## Quoted text
Rotate triangle ABC around the origin
How do you get from triangle ABC (blue) to triangle ABC (red)
The instructions are to rotate it $270$ degrees
I am trying to help a friend but forgot how to do this? Is it using a formula?
2 Answers
$\begingroup$$\triangle ABC$ $ \rightarrow$ $\triangle A'B'C'.$
$x,y$ $\rightarrow$ $ x',y'$, a rotation about the origin by $\alpha =90°$, clockwise:
1)$x' = x\cos(\alpha) +y\sin(\alpha)$.
2)$y' = -x\sin(\alpha) + y\cos(\alpha)$,
$\alpha = 90°.$
$A(-2,3)$ $ \rightarrow$ $A'(3,2)$.
$B(-2,0)$ $\rightarrow$ $B'(0,2).$
$C(-4,2)$ $\rightarrow$ $C'(2,4).$
Can you derive 1),2) from scratch?
$\endgroup$ $\begingroup$Think of the vertices as being complex numbers.
- $A=-2+3\,i$
- $B=-2+0\,i$
- $C=-4+2\,i$
Each point may be rotated $270^\circ$ or $\frac{3\pi}{2}$ radians about the pole $0$ by multiplying by
$$e^{\frac{3\pi}{2}i}=\cos\left(\frac{3\pi}{2}\right)+i\,\sin\left(\frac{3\pi}{2}\right)=-i$$
This gives
- $A^\prime=3+2\,i$
- $B^\prime=2\,i$
- $C^\prime=2+4\,i$

## Supplied data
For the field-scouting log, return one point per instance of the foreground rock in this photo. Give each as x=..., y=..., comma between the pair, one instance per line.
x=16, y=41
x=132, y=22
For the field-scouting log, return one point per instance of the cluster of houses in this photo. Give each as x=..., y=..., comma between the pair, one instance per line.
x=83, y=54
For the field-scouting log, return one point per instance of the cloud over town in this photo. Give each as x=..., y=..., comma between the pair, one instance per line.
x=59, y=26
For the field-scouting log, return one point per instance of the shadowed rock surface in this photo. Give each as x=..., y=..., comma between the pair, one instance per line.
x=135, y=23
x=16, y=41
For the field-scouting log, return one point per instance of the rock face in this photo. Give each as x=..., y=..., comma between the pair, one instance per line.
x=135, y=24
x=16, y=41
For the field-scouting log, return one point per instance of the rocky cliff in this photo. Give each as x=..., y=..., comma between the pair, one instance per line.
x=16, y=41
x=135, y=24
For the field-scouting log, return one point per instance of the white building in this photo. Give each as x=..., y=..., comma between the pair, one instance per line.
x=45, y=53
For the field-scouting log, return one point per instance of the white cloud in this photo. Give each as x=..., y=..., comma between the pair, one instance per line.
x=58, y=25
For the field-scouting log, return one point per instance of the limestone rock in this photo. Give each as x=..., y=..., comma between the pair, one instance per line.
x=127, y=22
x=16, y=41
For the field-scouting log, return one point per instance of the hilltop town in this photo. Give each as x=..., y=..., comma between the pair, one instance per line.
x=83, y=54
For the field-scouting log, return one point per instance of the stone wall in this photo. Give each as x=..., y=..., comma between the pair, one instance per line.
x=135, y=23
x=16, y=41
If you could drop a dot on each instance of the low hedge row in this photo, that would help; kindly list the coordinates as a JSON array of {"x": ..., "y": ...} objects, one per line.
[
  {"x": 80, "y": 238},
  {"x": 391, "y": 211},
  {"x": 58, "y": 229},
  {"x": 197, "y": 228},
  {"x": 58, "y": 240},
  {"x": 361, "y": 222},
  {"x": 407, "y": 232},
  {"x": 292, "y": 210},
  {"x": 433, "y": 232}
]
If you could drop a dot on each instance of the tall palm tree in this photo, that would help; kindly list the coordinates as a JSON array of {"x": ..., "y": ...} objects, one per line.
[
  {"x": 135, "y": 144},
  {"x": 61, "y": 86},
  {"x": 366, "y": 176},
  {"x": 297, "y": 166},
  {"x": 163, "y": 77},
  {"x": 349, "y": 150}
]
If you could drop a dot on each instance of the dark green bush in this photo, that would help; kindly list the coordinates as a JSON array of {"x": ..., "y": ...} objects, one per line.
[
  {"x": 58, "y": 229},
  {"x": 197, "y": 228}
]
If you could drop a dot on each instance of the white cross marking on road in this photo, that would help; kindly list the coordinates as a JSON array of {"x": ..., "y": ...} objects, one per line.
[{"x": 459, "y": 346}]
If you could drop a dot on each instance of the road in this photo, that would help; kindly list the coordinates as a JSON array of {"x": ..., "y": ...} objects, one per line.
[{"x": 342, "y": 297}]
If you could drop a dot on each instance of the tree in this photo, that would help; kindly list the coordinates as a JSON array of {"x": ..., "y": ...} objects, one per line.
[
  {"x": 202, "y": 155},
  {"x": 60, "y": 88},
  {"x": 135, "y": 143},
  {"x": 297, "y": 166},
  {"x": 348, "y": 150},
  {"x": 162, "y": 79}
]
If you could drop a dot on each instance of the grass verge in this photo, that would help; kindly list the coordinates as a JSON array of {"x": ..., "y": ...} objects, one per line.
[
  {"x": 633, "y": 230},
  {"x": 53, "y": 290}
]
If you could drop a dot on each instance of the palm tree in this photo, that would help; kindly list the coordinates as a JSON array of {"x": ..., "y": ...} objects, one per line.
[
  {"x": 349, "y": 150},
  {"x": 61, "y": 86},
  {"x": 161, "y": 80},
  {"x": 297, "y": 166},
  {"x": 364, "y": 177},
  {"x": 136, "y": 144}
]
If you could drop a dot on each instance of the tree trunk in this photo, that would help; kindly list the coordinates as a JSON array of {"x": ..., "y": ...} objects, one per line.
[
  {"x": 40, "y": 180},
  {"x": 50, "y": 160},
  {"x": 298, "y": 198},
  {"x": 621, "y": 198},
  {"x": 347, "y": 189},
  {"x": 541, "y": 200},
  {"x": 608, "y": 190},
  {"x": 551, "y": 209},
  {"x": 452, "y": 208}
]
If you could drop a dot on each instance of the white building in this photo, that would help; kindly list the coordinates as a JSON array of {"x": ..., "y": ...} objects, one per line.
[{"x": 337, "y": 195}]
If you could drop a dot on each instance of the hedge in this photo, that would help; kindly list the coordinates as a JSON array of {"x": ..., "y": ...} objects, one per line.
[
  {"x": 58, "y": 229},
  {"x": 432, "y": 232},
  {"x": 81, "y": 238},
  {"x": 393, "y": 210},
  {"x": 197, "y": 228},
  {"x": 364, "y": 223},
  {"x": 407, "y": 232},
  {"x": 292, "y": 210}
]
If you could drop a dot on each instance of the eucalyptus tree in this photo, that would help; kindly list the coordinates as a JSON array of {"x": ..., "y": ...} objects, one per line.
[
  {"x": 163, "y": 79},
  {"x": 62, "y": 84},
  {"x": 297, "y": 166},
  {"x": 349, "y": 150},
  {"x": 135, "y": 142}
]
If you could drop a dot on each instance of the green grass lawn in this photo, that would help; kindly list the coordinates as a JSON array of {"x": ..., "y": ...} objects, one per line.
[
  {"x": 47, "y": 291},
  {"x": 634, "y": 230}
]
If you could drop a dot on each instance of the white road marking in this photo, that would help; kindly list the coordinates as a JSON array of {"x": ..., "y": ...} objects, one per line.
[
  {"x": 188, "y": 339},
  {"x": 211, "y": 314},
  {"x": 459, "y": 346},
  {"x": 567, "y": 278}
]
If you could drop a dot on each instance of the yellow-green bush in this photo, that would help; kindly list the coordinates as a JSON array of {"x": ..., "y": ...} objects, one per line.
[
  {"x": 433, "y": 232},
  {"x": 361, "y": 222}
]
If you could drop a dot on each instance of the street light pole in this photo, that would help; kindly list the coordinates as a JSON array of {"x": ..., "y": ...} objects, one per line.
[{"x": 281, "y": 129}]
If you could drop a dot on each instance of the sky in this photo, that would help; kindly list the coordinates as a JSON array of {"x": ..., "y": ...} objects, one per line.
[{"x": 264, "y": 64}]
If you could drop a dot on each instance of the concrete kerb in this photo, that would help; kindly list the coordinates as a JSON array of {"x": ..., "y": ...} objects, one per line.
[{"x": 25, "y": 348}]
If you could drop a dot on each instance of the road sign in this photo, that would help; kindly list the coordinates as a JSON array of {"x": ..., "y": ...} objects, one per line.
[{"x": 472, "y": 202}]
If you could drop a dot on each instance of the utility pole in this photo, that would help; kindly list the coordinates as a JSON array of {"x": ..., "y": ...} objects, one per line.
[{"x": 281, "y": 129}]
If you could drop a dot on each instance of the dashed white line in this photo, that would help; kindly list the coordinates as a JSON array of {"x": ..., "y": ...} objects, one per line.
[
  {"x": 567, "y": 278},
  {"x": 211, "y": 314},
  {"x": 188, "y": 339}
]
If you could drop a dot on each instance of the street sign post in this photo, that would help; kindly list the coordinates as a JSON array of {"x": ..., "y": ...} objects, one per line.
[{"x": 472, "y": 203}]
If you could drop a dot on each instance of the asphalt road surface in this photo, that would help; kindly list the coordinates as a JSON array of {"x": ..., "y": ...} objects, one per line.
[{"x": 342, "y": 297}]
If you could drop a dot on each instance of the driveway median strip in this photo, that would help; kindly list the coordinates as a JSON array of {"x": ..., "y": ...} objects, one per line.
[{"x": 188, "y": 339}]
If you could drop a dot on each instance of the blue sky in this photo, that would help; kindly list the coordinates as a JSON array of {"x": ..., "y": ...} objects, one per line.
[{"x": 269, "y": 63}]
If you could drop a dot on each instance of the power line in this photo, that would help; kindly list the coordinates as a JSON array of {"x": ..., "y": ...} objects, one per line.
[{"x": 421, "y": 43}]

## Exercise tasks
[1] In the thread on rotating triangle ABC, why does the complex-number answer multiply each vertex by $-i$? Answer in one to three sentences.
[2] Please reproduce the part of the thread on rotating triangle ABC between "Rotate triangle ABC" and "using a formula?", inclusive.
You won't need the records for these tasks.

## Results for the exercise
[1] Treating the vertices as complex numbers, a rotation of $270^\circ$ ($\frac{3\pi}{2}$ radians) about the pole $0$ is done by multiplying by $e^{\frac{3\pi}{2}i}$. That factor equals $\cos\left(\frac{3\pi}{2}\right)+i\,\sin\left(\frac{3\pi}{2}\right)$, which is $-i$.

[2]
Rotate triangle ABC around the origin
How do you get from triangle ABC (blue) to triangle ABC (red)
The instructions are to rotate it $270$ degrees
I am trying to help a friend but forgot how to do this? Is it using a formula?